(Task prompt):
Which software is used to generate the 3D model in the text about the Proud Green Home at Serenbe?

(Text block):

We're just a few weeks away from a computer generated, self-guided interactive virtual tour of the Proud Green Home at Serenbe, a design-build collaboration with The Imery Group. We're using REVIT software to generate the 3D model, then  VIMTREK will animate the tour.

What you will see in the tour is the home's modern design, its 3 bedrooms and 2.5 baths, its great views of the central Georgia landscape, and its outdoor kitchen and fire pit. What you won't necessarily see are some of the details that make it a high performance home, where we employ some of the best practices of building science and energy efficient design.

Details, Details, Details...

The biggest opportunity in designing for high performance is in controlling the flow of heat, air and moisture. Do this well, and the home will be comfortable, healthy, efficient, and will last a long time. Here is the slab-on-grade detail for the Serenbe home. We're going to walk through the moisture control methods we employed. In Part II, we'll focus on controlling heat. Finally, in Part III, concentrate on controlling air. Moisture is first, because it should be.

(Source material):
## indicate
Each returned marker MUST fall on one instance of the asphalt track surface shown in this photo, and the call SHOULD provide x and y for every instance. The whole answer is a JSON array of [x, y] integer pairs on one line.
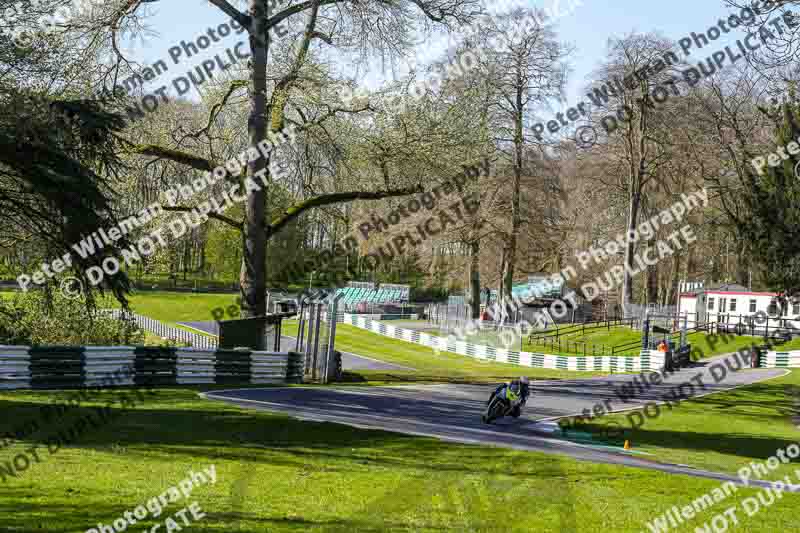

(Task answer):
REVIT